_Exercises to complete_
1. In the drought article, what share of beef's retail price is made up by commodity prices?
2. Copy the drought article word for word, between "Retailers are also" and "National Restaurant News.", inclusive.

Drought impacts consumers both in the grocery store and in restaurants.
Consumers appear to be better educated about the impact of the 2012 drought on crop yields and livestock numbers and are taking actions to try to lessen the pain of the weather-related food price increases, a food industry expert says.
“You probably have the best educated consumer right now about the issues and food price increases,” says Andrew Harig, director of government relations, Food Marketing Institute (FMI). “If you go on media websites, including even small town newspapers, you’ll see they’ve done dozens and dozens of articles on the drought from April on, so you have a consumer who is a little bit frightened of what’s going to happen and is expecting to see big changes.”
Harig was a participant in the recent Penton Media webinar entitled, “What’s Ahead: Gauging the Drought’s Impact Into 2013,” held on Nov. 29.
Harig says one of the lessons learned in 2008, when the run-up in food prices was higher than it has been in 2012, was that consumers want to feel like a partner with their retailer. “I think it applies to restaurants, to know what’s going on,” Harig notes. “We’ve worked hard as an industry and as an association to make sure consumers do understand why they’re going to see increases.”
Retailers are also locking in prices on staples to try to lessen the impact and stepping up the use of social media for coupons and price deals and increasing fuel reward programs. “I think we saw in 2008 that fuel prices and food prices often operate in tandem, so retailers are making more use of these programs,” Harig says.
Harig was joined by Corrine Alexander, Purdue University agricultural economist, and John Barone, president of Market Vision Inc. The webinar was presented by Penton’s Corn and Soybean Digest, SuperMarket News and National Restaurant News.
Climbing corn prices have led protein producers to use 10% less feed, according to Alexander. Farmers have been raising fewer animals, bringing lighter-weight animals to slaughter and finding different feed sources such as imported corn, barley and even byproduct feed sources like expired Oreo cookies.
If there is a good corn crop next year, Alexander expects expanded chicken production by late 2013, followed by increased pork production in the second half of 2014 and cattle production in 2016. More protein production would bring down wholesale prices.
“How much [corn] we grow next summer is absolutely essential,” says Alexander.
Harig points out the impact of agriculture performance on retail prices depends on the food product. Commodity prices make up 10% of bread’s retail cost, but 50% of beef’s retail price.
Prices were already heading up before the drought, Harig explains, pointing to consistent overall food inflation due to a growing global demand, fuel prices, biofuel production and climate change.
Harig’s FMI found that the recession has encouraged 55% of customers — even those with high-incomes — to plan to live with less in the future. “So you’ve had this upward pressure, and unfortunately in 2008, you had consumers really battered by the recession,” Harig says.
Due to a smaller variety of products offered in restaurants than in supermarkets, John Barone, president of Market Vision, says protein price spikes are going to impact the restaurant industry more. For example, the popularity of burger joints will cause ground beef increases to do more damage. “On the restaurant industry side, I think 2013 is going to be a difficult year,” Barone says.

_Excerpted records_
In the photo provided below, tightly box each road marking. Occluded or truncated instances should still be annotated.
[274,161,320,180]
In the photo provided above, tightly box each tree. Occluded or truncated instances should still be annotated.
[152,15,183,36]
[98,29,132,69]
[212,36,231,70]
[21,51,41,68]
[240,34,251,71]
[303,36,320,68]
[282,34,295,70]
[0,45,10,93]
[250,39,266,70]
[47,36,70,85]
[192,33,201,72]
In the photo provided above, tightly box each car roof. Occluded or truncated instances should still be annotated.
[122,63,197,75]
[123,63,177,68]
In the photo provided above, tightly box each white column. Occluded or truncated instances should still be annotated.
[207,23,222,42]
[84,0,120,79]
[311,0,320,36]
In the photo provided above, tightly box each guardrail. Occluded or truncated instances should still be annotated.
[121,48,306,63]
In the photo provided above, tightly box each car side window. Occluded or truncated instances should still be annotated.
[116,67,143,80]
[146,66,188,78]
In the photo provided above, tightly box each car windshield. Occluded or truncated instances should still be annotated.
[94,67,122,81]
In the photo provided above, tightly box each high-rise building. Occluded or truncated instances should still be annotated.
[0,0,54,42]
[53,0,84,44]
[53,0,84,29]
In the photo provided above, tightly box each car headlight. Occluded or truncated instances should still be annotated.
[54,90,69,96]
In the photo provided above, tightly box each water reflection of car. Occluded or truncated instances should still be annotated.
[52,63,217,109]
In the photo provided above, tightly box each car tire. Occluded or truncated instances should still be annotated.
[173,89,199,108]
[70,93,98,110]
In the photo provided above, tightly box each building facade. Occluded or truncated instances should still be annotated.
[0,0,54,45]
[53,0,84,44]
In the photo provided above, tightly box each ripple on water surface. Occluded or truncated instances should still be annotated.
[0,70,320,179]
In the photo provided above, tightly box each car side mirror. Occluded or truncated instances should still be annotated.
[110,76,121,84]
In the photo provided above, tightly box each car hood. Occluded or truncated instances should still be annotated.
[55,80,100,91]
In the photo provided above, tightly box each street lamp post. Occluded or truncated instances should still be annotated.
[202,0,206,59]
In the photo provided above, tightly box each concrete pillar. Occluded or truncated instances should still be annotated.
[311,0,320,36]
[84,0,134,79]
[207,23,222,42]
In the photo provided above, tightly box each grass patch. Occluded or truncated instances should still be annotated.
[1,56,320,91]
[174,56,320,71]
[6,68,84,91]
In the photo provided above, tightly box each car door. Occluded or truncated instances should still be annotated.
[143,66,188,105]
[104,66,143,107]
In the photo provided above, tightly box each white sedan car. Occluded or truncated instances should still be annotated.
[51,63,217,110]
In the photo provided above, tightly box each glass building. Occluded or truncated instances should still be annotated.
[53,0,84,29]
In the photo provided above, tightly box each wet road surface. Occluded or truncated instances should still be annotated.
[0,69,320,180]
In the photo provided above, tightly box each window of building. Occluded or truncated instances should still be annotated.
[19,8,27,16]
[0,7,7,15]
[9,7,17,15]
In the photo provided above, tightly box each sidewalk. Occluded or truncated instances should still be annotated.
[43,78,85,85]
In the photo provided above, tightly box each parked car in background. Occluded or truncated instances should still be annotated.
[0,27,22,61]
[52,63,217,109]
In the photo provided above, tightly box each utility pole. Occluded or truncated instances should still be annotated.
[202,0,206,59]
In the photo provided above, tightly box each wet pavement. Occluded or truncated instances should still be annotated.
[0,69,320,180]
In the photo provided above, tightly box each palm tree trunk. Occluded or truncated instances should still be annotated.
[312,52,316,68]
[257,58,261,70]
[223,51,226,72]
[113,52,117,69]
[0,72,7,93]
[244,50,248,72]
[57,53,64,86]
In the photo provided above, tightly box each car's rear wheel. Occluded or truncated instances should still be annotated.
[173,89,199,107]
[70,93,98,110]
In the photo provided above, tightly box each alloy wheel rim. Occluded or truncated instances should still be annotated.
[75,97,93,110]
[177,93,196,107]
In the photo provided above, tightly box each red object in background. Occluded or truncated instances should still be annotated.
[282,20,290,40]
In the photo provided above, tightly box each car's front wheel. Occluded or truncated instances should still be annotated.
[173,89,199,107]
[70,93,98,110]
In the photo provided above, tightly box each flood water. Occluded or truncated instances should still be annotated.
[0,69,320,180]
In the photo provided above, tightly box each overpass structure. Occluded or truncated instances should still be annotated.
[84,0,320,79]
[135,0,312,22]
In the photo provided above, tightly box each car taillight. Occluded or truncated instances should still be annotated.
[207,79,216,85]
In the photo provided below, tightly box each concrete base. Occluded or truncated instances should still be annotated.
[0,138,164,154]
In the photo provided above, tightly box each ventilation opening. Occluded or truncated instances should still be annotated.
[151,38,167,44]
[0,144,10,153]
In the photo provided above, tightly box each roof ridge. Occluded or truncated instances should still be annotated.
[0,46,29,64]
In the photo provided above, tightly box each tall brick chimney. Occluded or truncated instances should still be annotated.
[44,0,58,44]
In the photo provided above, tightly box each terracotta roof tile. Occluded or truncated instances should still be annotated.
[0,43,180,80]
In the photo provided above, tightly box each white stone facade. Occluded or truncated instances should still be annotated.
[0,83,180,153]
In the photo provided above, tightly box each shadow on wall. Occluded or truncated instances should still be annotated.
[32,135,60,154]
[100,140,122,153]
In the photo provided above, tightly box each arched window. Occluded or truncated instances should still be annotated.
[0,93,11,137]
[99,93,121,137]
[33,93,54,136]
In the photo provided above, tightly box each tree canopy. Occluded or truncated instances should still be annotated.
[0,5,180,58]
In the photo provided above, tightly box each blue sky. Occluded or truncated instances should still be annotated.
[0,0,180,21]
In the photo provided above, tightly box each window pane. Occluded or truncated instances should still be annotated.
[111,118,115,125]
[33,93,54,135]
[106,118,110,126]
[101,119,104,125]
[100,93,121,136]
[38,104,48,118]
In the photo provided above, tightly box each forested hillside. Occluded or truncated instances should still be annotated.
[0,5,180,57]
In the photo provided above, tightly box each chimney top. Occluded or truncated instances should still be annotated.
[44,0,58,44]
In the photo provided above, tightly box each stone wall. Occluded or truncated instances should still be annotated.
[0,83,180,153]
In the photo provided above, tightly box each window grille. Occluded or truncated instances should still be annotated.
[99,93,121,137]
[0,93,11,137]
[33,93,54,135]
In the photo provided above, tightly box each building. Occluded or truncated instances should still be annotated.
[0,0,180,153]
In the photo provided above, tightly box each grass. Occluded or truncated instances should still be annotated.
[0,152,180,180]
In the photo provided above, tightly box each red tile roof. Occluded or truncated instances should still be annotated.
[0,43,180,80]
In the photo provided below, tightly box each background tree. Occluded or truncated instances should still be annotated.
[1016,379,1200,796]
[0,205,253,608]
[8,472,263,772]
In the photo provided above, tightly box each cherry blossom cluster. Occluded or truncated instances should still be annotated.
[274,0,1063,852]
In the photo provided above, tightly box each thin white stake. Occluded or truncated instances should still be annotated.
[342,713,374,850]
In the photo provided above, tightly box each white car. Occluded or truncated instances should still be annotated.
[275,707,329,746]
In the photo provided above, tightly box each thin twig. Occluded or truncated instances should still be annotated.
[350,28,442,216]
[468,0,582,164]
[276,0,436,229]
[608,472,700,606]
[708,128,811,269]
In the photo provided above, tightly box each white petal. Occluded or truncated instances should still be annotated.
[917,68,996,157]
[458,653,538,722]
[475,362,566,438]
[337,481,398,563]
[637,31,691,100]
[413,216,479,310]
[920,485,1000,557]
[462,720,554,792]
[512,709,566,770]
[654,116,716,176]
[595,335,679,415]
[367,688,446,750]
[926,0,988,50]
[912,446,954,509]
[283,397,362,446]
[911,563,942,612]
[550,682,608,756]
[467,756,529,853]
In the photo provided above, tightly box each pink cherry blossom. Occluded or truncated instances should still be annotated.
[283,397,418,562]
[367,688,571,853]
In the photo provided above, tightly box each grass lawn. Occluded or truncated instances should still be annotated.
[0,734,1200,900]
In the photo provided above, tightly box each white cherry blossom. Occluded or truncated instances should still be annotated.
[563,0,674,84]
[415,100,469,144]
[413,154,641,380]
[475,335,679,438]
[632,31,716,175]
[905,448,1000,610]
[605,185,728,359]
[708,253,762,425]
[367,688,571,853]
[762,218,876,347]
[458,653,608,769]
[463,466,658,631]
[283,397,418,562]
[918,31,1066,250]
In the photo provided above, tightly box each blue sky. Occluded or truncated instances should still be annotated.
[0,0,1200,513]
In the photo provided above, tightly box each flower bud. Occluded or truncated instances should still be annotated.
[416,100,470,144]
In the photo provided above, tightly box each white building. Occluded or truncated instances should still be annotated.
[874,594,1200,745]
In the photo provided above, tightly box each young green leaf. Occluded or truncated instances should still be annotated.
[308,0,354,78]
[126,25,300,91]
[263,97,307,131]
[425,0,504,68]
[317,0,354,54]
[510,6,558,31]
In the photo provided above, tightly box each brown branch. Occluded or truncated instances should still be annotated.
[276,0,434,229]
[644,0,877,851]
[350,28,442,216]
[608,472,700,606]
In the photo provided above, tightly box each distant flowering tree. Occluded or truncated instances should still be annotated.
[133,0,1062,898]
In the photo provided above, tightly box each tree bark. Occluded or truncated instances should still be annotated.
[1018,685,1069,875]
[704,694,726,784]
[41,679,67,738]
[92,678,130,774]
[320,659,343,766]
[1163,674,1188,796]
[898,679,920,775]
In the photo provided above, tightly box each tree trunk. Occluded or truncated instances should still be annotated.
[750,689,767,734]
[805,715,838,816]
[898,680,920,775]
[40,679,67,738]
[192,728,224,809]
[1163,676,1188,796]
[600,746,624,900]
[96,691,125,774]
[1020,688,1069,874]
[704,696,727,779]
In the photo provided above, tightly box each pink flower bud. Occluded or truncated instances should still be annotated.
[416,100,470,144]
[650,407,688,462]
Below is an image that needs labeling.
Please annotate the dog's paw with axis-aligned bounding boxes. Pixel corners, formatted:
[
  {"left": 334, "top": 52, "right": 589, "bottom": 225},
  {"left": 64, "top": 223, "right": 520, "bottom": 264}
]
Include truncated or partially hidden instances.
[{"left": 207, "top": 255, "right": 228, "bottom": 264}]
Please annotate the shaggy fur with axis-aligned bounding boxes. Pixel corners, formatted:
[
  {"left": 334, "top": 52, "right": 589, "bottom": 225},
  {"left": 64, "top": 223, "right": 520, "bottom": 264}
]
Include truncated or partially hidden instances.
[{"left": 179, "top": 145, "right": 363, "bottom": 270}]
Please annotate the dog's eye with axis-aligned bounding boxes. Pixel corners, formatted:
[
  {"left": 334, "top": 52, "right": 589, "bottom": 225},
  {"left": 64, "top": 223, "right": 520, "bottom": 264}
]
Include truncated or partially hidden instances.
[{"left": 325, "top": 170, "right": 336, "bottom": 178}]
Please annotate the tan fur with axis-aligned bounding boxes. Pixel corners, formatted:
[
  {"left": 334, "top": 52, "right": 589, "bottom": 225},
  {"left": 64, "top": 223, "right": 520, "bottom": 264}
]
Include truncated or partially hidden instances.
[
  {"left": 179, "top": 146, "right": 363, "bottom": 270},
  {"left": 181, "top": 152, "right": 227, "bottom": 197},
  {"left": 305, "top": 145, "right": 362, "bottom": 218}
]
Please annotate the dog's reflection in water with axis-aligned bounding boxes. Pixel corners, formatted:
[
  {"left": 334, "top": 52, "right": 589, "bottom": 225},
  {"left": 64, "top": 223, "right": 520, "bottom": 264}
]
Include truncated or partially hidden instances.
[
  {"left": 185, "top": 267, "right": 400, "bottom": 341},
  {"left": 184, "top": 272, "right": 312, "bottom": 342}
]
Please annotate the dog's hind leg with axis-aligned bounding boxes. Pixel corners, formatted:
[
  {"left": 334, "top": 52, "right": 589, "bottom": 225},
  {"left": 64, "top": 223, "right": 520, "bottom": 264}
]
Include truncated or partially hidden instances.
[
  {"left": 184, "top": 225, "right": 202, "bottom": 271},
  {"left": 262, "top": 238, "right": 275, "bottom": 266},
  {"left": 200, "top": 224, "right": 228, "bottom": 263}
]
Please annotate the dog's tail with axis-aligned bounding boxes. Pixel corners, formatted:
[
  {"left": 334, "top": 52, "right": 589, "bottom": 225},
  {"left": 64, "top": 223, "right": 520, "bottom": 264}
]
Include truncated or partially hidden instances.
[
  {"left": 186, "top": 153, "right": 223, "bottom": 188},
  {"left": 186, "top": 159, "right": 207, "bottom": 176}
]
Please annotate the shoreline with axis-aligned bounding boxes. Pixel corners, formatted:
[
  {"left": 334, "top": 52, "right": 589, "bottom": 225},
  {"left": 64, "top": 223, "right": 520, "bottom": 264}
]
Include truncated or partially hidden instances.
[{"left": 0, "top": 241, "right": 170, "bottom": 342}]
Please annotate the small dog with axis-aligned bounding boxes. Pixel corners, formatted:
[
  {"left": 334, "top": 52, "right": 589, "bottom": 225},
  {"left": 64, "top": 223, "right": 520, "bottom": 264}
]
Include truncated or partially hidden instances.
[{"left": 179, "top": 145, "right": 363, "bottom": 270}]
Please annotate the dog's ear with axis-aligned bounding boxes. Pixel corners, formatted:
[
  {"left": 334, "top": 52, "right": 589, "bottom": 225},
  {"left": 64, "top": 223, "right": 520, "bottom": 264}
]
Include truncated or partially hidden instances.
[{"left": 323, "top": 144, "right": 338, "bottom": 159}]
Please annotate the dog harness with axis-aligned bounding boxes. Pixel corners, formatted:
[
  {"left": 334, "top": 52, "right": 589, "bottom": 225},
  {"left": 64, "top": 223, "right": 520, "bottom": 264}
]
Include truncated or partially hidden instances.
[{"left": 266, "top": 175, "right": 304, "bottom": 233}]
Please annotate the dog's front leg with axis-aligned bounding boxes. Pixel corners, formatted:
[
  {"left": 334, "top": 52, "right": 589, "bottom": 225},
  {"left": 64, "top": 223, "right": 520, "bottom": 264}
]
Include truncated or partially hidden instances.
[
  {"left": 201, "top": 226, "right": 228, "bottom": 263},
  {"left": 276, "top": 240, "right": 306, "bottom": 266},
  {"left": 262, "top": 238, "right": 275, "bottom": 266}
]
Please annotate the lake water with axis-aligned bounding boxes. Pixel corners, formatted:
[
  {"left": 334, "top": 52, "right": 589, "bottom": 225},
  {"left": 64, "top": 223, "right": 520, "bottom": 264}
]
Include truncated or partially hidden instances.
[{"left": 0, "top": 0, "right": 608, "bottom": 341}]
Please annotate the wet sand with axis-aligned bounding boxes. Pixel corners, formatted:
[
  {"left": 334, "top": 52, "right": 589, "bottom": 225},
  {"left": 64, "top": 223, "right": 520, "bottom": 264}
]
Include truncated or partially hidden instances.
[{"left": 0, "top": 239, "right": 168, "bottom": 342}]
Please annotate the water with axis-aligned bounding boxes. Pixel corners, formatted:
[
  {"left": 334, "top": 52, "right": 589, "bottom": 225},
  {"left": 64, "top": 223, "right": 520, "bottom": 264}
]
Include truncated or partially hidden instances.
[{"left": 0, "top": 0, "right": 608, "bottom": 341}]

_Task-by-task results_
1. 50%

2.
Retailers are also locking in prices on staples to try to lessen the impact and stepping up the use of social media for coupons and price deals and increasing fuel reward programs. “I think we saw in 2008 that fuel prices and food prices often operate in tandem, so retailers are making more use of these programs,” Harig says.
Harig was joined by Corrine Alexander, Purdue University agricultural economist, and John Barone, president of Market Vision Inc. The webinar was presented by Penton’s Corn and Soybean Digest, SuperMarket News and National Restaurant News.